╭─ SOURCE TEXT

That sounds good. And from there I think the thing to do will be to introduce a transient alternate package that has the pc-1.0 alias pointing ot pc-1.0-qemu-kvm and depends on the legacy pxe rom. And maybe users can then choose that package for migration purposes if needed, without having to make any changes to libvirt at all, while others are completely unaffected. -serge

On 29 Jul 2014, at 14:03, Serge E. Hallyn <serge@hallyn.com> wrote:
That sounds good.
And from there I think the thing to do will be to introduce a transient alternate package that has the pc-1.0 alias pointing ot pc-1.0-qemu-kvm and depends on the legacy pxe rom. And maybe users can then choose that package for migration purposes if needed, without having to make any changes to libvirt at all, while others are completely unaffected.
OK, I'll do that the next time I roll the patch. I'd like to hear from some others first and am mindful of Paolo's comment re waiting for the release to ship. -- Alex Bligh

Il 29/07/2014 15:03, Serge E. Hallyn ha scritto:
And from there I think the thing to do will be to introduce a transient alternate package that has the pc-1.0 alias pointing ot pc-1.0-qemu-kvm
This should be done in the main package, too.
and depends on the legacy pxe rom.
If you can make the pxe-virtio.rom file 64k or less, then that would be a good idea for 14.04 in general. Newer machine types use efi-virtio.rom, so you won't break "-M pc" migration. Paolo

Quoting Paolo Bonzini (pbonzini@redhat.com):
Il 29/07/2014 15:03, Serge E. Hallyn ha scritto:
And from there I think the thing to do will be to introduce a transient alternate package that has the pc-1.0 alias pointing ot pc-1.0-qemu-kvm
This should be done in the main package, too.
That seems like a problem, unless I"m misunderstanding something. If we do that in the main package, then anyone running a pc-1.0 system under the qemu package won't be able to migrate. Wouldn't it be better to have pc-1.0 alias by default point to the pc-1.0-qemu machine type?
and depends on the legacy pxe rom.
If you can make the pxe-virtio.rom file 64k or less, then that would be a good idea for 14.04 in general. Newer machine types use efi-virtio.rom, so you won't break "-M pc" migration.

╰─
╭─ SOURCE MATERIAL

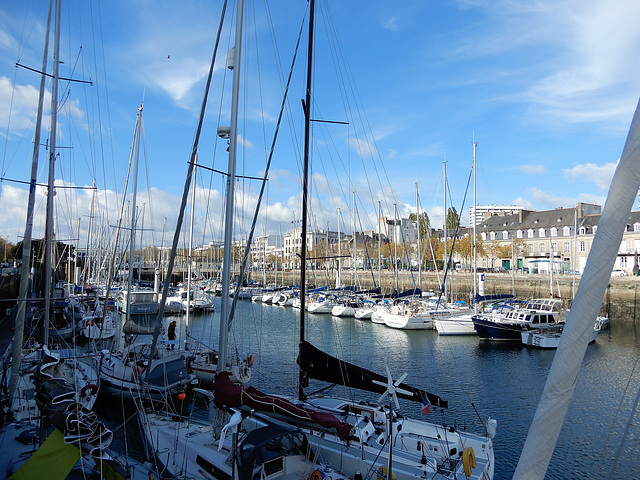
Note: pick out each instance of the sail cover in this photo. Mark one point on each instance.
(322, 366)
(228, 394)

╰─

**WORK TO COMPLETE:**
Reproduce the passage from the mailing-list thread above, starting at "Quoting Paolo Bonzini" and ending at "pc-1.0-qemu machine type?".

**THE RESPONSE:**
Quoting Paolo Bonzini (pbonzini@redhat.com):
Il 29/07/2014 15:03, Serge E. Hallyn ha scritto:
And from there I think the thing to do will be to introduce a transient alternate package that has the pc-1.0 alias pointing ot pc-1.0-qemu-kvm
This should be done in the main package, too.
That seems like a problem, unless I"m misunderstanding something. If we do that in the main package, then anyone running a pc-1.0 system under the qemu package won't be able to migrate. Wouldn't it be better to have pc-1.0 alias by default point to the pc-1.0-qemu machine type?